== INSTRUCTION ==
Print the records below with every line unchanged.

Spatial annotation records
------------------------------------------------------------

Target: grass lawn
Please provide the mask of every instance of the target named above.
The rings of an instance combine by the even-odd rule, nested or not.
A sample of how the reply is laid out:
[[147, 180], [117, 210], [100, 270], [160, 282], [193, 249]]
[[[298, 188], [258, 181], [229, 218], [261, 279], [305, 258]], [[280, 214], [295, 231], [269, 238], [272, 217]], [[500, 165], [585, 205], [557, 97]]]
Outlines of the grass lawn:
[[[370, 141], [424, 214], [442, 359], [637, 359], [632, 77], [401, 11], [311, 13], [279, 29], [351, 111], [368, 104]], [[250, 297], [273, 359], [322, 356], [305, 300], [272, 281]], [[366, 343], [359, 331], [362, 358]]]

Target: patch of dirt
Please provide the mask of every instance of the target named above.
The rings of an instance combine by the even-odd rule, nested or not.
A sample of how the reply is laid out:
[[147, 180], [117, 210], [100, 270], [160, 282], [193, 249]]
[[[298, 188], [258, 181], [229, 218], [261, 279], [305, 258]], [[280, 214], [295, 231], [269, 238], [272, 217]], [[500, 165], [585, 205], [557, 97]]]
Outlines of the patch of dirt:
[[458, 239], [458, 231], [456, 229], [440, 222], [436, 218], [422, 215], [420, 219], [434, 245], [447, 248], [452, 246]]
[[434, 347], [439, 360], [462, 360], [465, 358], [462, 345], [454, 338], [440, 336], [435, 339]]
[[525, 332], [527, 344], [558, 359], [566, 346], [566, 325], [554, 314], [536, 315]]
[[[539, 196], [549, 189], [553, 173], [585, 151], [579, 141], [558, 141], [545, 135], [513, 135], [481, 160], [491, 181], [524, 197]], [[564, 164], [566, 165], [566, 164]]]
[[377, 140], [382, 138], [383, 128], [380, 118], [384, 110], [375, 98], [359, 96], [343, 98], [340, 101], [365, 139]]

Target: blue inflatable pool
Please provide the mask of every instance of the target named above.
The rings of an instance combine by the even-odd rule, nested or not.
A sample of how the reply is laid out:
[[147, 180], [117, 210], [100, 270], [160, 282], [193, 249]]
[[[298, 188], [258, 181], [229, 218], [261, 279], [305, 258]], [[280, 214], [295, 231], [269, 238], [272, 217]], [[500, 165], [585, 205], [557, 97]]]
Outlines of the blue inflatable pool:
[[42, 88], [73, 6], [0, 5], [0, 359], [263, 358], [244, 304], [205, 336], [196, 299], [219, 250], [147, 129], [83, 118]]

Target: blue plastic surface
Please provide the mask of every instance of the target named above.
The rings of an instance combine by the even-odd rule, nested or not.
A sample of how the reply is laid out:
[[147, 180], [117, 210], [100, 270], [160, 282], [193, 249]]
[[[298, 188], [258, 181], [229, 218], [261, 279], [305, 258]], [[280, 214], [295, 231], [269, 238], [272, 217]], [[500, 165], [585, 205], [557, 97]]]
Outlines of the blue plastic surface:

------------------------------------------------------------

== SOLVED PROBLEM ==
Target: grass lawn
Please provide the mask of every instance of the target named above.
The rings of an instance combine by the even-odd rule, nested or not.
A sample of how the reply is laid out:
[[147, 180], [117, 210], [100, 270], [160, 282], [193, 249]]
[[[298, 188], [258, 181], [229, 218], [261, 279], [305, 258]], [[280, 214], [295, 231], [269, 238], [272, 217]], [[500, 165], [585, 205], [557, 97]]]
Outlines of the grass lawn:
[[[370, 141], [424, 214], [442, 359], [637, 359], [632, 77], [401, 11], [311, 13], [279, 29], [351, 111], [368, 104]], [[250, 297], [273, 359], [322, 356], [305, 300], [272, 281]], [[366, 343], [359, 331], [362, 358]]]

Target: patch of dirt
Please provide the mask of every instance of the target named above.
The rings of an instance combine by the even-odd rule, nested or not.
A sample of how the reply is laid out:
[[147, 180], [117, 210], [100, 270], [160, 282], [193, 249]]
[[[298, 188], [258, 181], [229, 218], [261, 279], [305, 258]], [[280, 214], [295, 231], [269, 238], [272, 217]], [[500, 165], [585, 205], [557, 97]]]
Outlines of the patch of dirt:
[[458, 239], [458, 231], [456, 229], [440, 222], [436, 218], [422, 215], [420, 219], [434, 245], [447, 248], [452, 246]]
[[434, 347], [439, 360], [462, 360], [465, 358], [462, 345], [454, 338], [440, 336], [435, 339]]
[[525, 332], [527, 344], [558, 359], [566, 346], [566, 325], [554, 314], [536, 315]]
[[[539, 196], [549, 189], [553, 173], [585, 151], [579, 141], [558, 141], [545, 135], [513, 135], [481, 160], [491, 181], [524, 197]], [[564, 164], [566, 165], [566, 164]]]
[[377, 140], [382, 138], [383, 128], [380, 118], [384, 110], [375, 98], [359, 96], [343, 98], [340, 101], [365, 139]]

Target: blue inflatable pool
Please provide the mask of every instance of the target named above.
The rings of an instance combine by the even-odd rule, nested or not.
A sample of how the reply is laid out:
[[147, 180], [117, 210], [100, 270], [160, 282], [193, 249]]
[[[298, 188], [258, 181], [229, 218], [261, 279], [305, 258]], [[280, 214], [295, 231], [269, 238], [272, 217]], [[500, 165], [585, 205], [557, 97]]]
Outlines of the blue inflatable pool:
[[42, 88], [73, 6], [0, 5], [0, 359], [263, 358], [244, 304], [205, 336], [196, 299], [219, 250], [147, 129], [83, 118]]

Target: blue plastic surface
Please provide the mask of every instance of the target named above.
The rings of an instance combine by the even-odd rule, nested or not.
A sample of how the reply is laid out:
[[147, 180], [117, 210], [100, 270], [160, 282], [193, 249]]
[[[298, 188], [258, 181], [229, 218], [261, 279], [305, 258]], [[280, 214], [295, 231], [269, 238], [272, 217]], [[500, 165], [585, 205], [557, 97]]]
Outlines of the blue plastic surface:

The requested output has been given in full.